### TEXT FOR ANALYSIS
━━━━━━━━

Hacker Newsnew | past | comments | ask | show | jobs | submitlogin

The (smaller) Scout model is really attractive for Apple Silicon. It is 109B big but split up into 16 experts. This means that the actual processing happens in 17B. Which means responses will be as fast as current 17B models. I just asked a local 7B model (qwen 2.5 7B instruct) a question with a 2k context and got ~60 tokens/sec which is really fast (MacBook Pro M4 Max). So this could hit 30 token/sec. Time to first token (the processing time before it starts responding) will probably still be slow because (I think) all experts have to be used for that.

In addition, the model has a 10M token context window, which is huge. Not sure how well it can keep track of the context at such sizes, but just not being restricted to ~32k is already great, 256k even better.



> the actual processing happens in 17B

This is a common misconception of how MoE models work. To be clear, 17B parameters are activated for each token generated.

In practice you will almost certainly be pulling the full 109B parameters though the CPU/GPU cache hierarchy to generate non-trivial output, or at least a significant fraction of that.

━━━━━━━━

### PROBLEM
Rewrite the thread from "The (smaller) Scout" up to and including "256k even better.", and change every "Scout" to "Maverick".

[Stored records]
━━━━━━━━

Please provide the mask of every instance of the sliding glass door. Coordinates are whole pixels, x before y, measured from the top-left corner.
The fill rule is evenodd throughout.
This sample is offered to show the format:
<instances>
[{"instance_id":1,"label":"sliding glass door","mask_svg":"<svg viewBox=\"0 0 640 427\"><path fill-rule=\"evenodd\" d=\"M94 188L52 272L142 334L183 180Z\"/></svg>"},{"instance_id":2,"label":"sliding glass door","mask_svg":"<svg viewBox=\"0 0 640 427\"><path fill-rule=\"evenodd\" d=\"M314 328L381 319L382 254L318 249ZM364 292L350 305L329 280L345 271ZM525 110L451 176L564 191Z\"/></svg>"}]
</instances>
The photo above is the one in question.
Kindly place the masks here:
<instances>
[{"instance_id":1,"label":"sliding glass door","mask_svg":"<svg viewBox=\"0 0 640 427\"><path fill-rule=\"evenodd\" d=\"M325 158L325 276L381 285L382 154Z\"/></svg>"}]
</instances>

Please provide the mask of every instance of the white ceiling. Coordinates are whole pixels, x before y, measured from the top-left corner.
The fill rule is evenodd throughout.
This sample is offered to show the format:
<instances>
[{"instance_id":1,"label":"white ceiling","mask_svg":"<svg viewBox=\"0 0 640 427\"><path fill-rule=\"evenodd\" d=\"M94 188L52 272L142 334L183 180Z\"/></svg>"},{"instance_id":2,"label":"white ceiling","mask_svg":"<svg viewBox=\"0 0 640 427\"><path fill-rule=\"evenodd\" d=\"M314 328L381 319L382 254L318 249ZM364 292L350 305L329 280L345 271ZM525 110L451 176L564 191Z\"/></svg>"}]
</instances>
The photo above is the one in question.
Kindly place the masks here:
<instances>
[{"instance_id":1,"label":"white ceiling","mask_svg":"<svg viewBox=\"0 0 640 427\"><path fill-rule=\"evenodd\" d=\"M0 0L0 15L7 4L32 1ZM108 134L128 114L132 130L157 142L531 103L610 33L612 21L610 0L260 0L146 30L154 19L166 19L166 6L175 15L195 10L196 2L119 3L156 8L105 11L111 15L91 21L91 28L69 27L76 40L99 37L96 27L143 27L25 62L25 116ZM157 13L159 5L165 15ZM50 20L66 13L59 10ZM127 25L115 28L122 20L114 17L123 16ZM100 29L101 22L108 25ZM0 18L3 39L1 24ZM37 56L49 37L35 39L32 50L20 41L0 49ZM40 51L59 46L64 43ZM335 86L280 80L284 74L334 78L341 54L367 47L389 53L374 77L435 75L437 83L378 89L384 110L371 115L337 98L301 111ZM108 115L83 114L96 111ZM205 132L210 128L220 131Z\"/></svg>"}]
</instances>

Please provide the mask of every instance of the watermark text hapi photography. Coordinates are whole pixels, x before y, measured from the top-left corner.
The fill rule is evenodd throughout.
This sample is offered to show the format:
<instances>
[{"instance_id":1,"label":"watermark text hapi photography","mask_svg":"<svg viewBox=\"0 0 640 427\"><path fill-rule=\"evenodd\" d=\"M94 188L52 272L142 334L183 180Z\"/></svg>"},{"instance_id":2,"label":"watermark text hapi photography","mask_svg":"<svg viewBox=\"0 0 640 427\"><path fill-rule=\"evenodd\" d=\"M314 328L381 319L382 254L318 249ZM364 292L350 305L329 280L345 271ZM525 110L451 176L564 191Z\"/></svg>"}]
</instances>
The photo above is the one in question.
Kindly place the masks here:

━━━━━━━━

### SOLUTION FOR THIS PROBLEM
The (smaller) Maverick model is really attractive for Apple Silicon. It is 109B big but split up into 16 experts. This means that the actual processing happens in 17B. Which means responses will be as fast as current 17B models. I just asked a local 7B model (qwen 2.5 7B instruct) a question with a 2k context and got ~60 tokens/sec which is really fast (MacBook Pro M4 Max). So this could hit 30 token/sec. Time to first token (the processing time before it starts responding) will probably still be slow because (I think) all experts have to be used for that.

In addition, the model has a 10M token context window, which is huge. Not sure how well it can keep track of the context at such sizes, but just not being restricted to ~32k is already great, 256k even better.